--- Begin Data lines ---

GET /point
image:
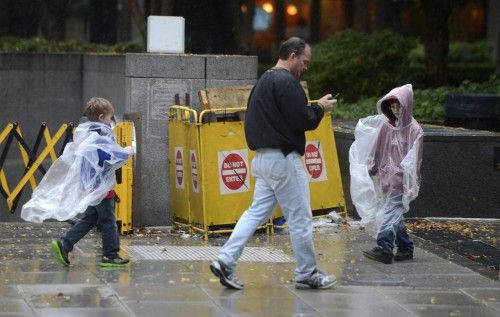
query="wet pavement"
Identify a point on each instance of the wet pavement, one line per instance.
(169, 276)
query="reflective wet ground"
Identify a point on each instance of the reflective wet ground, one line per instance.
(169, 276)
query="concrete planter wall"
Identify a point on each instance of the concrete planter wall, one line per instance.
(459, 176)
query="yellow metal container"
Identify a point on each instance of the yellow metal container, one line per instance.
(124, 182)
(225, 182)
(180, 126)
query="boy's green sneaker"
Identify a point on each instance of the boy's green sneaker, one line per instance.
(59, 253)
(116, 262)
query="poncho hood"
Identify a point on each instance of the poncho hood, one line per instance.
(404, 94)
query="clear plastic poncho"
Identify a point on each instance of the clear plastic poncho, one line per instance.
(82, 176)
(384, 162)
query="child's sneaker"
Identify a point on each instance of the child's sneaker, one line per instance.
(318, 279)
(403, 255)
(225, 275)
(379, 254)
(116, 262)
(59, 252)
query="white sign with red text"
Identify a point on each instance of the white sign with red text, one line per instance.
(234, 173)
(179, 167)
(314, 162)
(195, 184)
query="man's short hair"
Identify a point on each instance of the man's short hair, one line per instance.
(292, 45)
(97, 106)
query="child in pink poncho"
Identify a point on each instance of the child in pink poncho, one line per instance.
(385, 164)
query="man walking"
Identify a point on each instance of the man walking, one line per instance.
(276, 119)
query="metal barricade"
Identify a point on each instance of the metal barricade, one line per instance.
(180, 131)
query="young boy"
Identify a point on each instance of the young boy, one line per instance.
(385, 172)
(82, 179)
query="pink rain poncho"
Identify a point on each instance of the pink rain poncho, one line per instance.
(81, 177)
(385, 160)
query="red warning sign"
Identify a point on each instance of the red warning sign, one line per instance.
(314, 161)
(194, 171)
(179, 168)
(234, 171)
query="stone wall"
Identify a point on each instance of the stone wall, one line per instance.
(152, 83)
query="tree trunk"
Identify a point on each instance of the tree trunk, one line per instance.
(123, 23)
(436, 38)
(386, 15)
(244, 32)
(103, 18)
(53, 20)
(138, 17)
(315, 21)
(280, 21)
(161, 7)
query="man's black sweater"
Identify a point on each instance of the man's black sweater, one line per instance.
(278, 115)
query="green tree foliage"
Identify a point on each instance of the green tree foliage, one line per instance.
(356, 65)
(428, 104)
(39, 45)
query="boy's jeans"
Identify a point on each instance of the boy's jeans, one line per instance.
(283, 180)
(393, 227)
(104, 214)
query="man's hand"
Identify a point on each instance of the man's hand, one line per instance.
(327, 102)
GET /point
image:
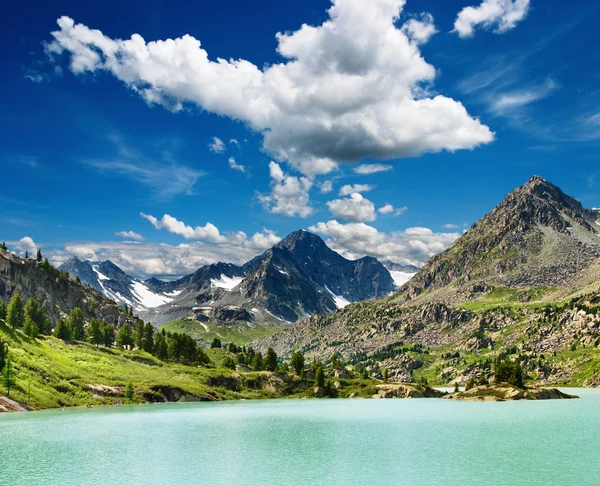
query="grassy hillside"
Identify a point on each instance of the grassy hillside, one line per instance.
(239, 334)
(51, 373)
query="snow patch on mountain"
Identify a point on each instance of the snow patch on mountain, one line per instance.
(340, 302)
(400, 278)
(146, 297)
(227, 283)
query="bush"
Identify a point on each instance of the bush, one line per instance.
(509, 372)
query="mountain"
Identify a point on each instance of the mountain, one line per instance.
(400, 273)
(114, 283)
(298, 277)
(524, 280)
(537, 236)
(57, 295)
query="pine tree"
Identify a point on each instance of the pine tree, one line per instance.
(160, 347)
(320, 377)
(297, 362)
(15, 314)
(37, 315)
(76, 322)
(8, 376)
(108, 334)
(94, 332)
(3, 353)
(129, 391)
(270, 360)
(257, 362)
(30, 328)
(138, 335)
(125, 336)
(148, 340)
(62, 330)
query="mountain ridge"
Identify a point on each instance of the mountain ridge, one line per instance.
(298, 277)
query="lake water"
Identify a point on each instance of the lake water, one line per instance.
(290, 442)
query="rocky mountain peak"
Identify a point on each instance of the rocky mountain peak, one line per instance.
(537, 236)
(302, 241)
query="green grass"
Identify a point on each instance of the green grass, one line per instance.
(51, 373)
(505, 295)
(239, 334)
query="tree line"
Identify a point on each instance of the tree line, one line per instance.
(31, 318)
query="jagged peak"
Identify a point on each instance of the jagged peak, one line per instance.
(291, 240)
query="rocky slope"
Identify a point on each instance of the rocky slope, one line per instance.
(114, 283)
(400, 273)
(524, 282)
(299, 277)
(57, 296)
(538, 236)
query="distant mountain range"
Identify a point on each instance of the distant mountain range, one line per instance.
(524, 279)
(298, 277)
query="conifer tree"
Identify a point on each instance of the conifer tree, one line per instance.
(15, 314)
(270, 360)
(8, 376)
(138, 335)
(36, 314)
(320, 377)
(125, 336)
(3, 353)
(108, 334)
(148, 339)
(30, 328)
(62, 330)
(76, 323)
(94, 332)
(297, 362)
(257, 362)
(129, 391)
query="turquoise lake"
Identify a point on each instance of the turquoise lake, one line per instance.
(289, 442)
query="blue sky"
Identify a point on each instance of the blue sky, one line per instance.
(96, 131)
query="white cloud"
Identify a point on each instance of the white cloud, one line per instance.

--- End Data lines ---
--- Begin Data lines ---

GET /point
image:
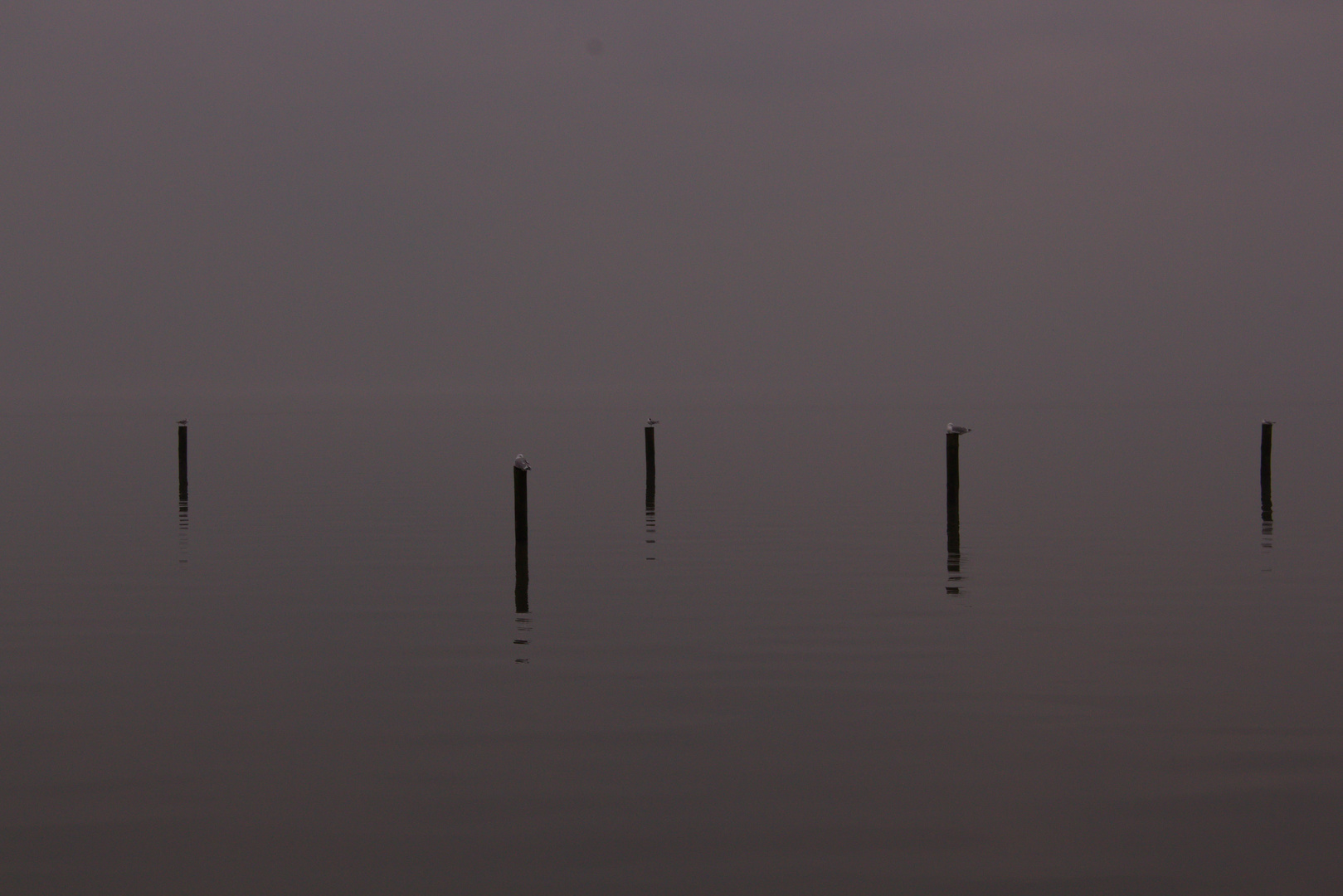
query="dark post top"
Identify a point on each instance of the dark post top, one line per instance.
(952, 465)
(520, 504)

--- End Data lines ---
--- Begin Data lines ---

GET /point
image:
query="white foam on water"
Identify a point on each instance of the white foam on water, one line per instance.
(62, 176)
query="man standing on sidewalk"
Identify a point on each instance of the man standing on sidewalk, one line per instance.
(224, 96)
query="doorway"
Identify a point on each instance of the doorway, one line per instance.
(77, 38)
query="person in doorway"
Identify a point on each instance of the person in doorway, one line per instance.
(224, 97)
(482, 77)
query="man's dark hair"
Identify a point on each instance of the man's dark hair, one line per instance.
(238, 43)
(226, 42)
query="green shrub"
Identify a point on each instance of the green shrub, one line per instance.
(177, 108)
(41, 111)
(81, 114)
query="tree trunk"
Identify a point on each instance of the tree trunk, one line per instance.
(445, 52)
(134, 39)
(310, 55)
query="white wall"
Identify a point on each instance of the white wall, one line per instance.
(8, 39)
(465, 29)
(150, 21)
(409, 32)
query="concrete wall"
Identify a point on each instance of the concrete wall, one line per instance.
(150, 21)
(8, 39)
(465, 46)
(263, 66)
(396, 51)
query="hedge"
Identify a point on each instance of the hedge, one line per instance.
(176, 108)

--- End Data lines ---

Please list each line of the material above that contains the string "container". Case counts.

query="yellow metal container"
Identify a point on each instance of the yellow metal container, one line per instance.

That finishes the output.